Problem to solve.
Could you print every line of the entries below word for word, leaving out the pictures?

Stored rows.
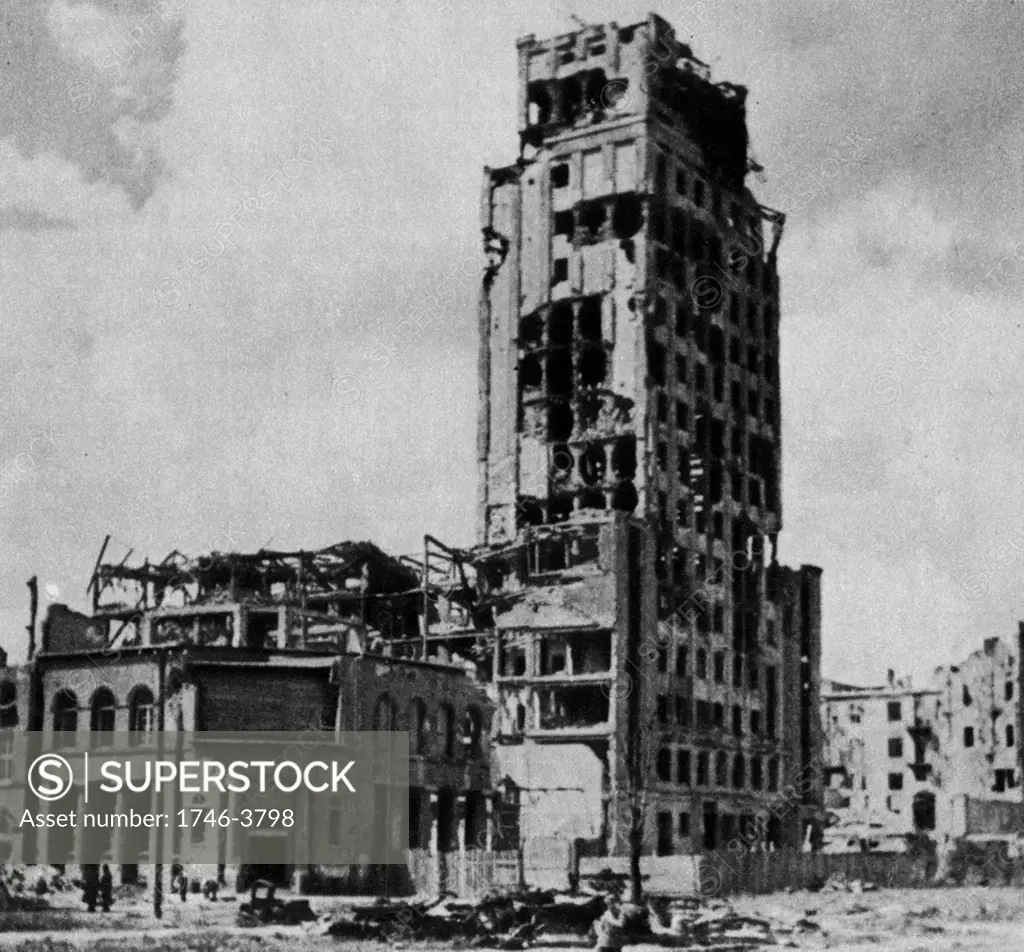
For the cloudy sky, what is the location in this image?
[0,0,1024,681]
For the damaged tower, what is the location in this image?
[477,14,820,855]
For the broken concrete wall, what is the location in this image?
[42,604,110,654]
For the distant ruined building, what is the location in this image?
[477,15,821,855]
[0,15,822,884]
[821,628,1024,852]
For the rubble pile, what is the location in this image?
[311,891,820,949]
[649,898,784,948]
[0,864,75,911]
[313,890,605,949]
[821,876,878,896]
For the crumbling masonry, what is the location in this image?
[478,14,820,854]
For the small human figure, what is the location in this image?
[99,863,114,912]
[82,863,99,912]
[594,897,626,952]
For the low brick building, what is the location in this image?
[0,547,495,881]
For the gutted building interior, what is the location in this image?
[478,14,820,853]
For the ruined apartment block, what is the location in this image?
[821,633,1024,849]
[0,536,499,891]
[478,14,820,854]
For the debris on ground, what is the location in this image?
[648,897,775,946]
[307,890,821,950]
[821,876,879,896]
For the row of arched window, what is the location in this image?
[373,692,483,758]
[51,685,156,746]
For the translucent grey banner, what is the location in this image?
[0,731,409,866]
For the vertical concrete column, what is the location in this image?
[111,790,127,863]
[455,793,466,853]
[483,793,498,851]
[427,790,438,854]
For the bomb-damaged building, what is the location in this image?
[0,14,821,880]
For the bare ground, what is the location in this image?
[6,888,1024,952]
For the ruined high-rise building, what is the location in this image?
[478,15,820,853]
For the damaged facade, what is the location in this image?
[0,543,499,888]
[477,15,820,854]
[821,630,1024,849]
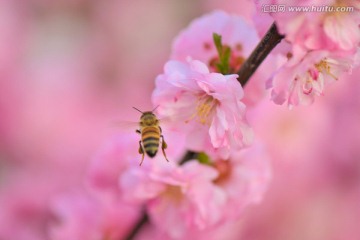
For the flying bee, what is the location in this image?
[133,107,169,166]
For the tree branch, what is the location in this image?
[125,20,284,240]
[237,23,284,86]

Result.
For the cloudy sky, what is the location in this image?
[0,0,1024,681]
For the damaged tower, what is the location in this image?
[477,14,820,855]
For the broken concrete wall, what is the location in this image?
[42,604,110,654]
For the distant ruined building, what is the location in this image?
[477,15,821,855]
[0,15,822,884]
[821,628,1024,852]
For the rubble pile, what is the location in this image?
[311,891,820,949]
[649,898,784,948]
[0,864,75,911]
[313,890,605,949]
[821,876,878,896]
For the crumbling masonry, what is the location in this image?
[478,14,820,854]
For the small human figure, what is the location in this image?
[99,863,114,912]
[82,863,99,912]
[594,897,626,952]
For the low brick building, what is the location in this image?
[0,547,495,881]
For the gutted building interior, what is the location in this image?
[478,14,820,853]
For the ruined apartment block, what is the location in this image?
[821,633,1024,849]
[0,536,499,891]
[478,14,820,854]
For the debris on ground, what is the location in this image?
[648,897,775,946]
[307,890,821,950]
[821,876,879,896]
For the row of arched window, what is the location in this image?
[373,692,483,758]
[51,685,156,746]
For the translucent grey banner, what is the location in this image?
[0,731,409,866]
For the vertical concrete column, what is the location in this image?
[111,790,127,863]
[455,793,466,853]
[483,793,498,851]
[427,790,438,854]
For the bomb-damaged building, what is the location in this image?
[0,14,821,880]
For the bare ground, what is the location in this image?
[6,888,1024,952]
For the ruined high-rise building, what is the location in this image?
[478,15,820,853]
For the damaged facade, what is the location in this image?
[0,543,499,888]
[477,15,820,854]
[821,630,1024,849]
For the flying bee, what is the location in this image?
[133,107,169,166]
For the tree branch, what is the location in this image?
[125,20,284,240]
[237,23,284,86]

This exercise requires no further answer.